What is expected: Count how many lines in the data below contain the word "snowfield", and reply with that number alone.

(Entries pointing to named objects)
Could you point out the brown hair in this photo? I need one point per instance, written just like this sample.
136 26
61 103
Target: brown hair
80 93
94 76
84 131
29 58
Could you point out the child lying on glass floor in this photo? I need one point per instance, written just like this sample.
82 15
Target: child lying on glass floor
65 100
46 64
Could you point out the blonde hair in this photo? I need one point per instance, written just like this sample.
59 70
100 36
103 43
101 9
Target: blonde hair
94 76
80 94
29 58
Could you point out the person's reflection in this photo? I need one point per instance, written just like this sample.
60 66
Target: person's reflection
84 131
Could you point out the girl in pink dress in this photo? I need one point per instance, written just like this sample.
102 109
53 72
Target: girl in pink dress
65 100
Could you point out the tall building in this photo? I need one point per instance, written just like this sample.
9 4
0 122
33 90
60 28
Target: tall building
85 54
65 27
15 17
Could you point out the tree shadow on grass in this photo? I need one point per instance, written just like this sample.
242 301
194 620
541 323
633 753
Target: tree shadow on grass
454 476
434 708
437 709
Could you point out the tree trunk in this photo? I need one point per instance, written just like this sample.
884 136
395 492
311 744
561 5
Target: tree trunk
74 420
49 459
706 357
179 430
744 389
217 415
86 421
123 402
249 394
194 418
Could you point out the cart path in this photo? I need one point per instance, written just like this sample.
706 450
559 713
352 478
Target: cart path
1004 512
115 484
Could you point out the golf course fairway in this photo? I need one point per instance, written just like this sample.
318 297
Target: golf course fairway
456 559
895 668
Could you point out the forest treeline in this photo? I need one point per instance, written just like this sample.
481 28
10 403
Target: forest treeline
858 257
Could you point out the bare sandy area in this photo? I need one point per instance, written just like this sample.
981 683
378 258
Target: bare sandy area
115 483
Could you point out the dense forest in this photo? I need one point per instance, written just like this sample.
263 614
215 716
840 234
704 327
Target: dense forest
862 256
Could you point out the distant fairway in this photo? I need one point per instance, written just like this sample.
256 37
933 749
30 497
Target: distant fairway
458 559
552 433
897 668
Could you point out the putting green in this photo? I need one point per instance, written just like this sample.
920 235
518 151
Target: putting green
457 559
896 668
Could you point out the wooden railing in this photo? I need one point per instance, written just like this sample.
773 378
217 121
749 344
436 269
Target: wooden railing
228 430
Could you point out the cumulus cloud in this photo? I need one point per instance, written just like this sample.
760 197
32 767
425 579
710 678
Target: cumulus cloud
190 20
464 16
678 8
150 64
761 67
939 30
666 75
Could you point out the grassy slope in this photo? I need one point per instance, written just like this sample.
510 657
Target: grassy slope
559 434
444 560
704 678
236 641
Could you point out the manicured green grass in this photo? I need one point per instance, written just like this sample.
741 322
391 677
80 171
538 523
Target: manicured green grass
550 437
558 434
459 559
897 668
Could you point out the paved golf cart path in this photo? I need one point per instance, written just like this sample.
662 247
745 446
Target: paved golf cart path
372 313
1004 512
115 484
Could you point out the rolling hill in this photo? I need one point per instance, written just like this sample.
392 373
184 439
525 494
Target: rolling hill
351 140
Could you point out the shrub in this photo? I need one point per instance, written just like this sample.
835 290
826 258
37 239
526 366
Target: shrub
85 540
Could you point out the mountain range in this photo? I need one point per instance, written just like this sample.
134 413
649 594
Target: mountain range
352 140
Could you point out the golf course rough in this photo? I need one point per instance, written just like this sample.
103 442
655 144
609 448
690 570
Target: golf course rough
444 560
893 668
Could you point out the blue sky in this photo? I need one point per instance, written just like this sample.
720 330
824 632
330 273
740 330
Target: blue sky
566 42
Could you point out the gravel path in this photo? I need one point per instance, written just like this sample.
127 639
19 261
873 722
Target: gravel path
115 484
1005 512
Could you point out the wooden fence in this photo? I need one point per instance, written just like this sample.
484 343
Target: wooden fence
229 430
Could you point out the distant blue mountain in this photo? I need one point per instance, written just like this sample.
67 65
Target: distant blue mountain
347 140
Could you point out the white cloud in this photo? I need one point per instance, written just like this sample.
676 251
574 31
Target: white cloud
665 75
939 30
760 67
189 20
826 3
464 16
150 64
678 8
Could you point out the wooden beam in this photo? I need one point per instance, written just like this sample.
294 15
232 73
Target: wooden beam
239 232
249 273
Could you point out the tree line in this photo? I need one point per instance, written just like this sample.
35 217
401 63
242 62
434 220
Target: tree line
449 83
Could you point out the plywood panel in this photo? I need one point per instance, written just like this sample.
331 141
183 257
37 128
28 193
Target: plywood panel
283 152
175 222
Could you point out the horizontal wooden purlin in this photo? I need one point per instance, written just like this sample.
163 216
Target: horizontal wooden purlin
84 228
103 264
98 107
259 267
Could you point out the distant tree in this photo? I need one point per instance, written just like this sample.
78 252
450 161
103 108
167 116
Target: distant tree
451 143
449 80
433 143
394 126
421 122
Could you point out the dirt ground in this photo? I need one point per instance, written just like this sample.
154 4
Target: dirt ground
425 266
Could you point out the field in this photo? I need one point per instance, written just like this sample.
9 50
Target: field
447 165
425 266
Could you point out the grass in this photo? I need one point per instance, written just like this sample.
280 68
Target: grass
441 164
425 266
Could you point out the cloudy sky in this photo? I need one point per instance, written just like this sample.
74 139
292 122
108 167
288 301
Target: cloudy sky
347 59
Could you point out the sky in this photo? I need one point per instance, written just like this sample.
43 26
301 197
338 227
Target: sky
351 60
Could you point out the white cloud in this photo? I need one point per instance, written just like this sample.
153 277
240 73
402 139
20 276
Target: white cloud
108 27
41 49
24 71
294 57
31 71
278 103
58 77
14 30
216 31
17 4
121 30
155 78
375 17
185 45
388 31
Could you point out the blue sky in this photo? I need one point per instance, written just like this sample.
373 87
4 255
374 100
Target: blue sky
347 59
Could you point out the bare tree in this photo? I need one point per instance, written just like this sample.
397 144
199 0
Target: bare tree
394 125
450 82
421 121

==

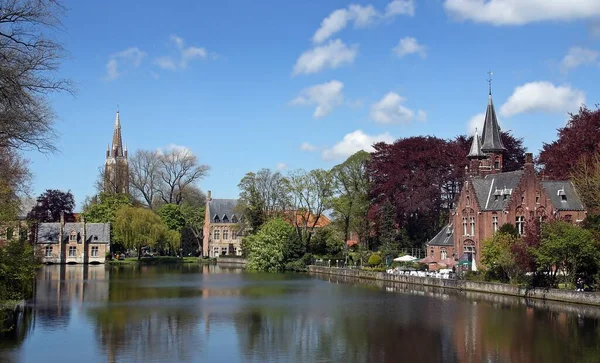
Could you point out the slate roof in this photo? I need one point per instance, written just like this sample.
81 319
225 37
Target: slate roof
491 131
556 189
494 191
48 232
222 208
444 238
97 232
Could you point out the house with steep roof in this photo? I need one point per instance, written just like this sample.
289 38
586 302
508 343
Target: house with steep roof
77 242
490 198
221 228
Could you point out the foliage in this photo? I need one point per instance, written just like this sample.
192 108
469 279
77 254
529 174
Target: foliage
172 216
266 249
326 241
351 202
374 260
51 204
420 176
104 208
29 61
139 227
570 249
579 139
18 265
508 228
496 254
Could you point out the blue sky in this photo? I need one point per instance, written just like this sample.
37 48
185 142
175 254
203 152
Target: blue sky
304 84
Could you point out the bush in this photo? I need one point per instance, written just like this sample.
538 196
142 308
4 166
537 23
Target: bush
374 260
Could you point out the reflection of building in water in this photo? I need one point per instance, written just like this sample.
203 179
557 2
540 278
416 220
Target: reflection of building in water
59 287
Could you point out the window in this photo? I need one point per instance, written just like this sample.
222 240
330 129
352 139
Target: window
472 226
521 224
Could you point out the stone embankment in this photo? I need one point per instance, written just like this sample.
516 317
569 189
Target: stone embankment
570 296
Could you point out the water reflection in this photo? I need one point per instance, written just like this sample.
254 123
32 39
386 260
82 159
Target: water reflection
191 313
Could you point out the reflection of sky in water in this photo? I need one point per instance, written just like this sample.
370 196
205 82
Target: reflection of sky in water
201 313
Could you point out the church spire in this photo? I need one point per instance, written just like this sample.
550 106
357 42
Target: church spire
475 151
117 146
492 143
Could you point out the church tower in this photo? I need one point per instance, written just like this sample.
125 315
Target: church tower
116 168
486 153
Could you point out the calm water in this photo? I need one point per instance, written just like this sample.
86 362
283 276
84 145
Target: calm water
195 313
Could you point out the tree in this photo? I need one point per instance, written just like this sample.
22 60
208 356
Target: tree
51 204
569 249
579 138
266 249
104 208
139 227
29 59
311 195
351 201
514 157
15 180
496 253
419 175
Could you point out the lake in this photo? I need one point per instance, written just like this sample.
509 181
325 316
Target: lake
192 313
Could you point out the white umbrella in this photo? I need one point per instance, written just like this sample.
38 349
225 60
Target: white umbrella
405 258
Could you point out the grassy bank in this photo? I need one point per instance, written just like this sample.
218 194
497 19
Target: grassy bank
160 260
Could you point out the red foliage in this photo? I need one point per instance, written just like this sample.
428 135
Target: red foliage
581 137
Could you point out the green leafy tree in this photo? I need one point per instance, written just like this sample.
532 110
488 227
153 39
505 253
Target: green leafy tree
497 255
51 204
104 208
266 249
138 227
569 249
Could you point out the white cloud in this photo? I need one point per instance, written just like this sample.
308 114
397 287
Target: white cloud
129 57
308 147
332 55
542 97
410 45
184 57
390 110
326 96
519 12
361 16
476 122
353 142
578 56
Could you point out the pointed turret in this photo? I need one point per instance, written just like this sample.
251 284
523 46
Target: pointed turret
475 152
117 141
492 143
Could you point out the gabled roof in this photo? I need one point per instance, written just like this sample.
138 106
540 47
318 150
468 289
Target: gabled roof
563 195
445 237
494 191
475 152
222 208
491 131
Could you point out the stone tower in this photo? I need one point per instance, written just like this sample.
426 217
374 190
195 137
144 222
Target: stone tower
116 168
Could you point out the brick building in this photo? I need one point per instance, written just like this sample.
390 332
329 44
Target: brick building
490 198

==

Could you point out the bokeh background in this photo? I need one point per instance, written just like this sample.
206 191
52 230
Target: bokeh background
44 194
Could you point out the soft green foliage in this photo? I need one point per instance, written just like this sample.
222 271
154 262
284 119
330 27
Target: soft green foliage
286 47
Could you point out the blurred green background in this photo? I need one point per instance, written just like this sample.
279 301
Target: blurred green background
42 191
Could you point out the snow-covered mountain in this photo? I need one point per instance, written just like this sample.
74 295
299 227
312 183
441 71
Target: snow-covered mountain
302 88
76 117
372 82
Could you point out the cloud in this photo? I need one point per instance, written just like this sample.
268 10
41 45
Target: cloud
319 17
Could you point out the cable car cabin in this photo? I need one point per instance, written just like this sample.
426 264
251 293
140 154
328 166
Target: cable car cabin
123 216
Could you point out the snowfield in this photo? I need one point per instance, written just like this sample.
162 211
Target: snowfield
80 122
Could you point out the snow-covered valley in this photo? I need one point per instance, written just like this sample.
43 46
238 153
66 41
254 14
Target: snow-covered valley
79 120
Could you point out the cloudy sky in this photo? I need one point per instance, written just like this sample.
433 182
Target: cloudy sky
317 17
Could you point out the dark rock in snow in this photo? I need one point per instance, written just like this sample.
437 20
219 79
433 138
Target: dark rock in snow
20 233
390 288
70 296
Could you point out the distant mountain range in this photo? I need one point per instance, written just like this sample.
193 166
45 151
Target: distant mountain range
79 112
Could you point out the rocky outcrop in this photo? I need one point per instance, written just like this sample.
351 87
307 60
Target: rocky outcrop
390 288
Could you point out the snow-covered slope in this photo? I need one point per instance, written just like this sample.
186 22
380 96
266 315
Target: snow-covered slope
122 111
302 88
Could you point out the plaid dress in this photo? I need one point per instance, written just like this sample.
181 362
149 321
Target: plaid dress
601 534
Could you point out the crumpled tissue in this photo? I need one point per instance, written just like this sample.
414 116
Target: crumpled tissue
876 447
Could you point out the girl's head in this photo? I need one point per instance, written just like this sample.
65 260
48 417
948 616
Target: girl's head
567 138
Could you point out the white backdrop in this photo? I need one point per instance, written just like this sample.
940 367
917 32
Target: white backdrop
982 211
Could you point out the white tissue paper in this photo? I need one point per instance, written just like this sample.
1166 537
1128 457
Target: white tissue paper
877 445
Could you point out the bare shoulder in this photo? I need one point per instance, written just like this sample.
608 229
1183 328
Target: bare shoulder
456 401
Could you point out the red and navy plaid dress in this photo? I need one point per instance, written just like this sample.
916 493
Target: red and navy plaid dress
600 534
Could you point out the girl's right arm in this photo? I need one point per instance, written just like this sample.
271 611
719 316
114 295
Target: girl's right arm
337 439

Response: 2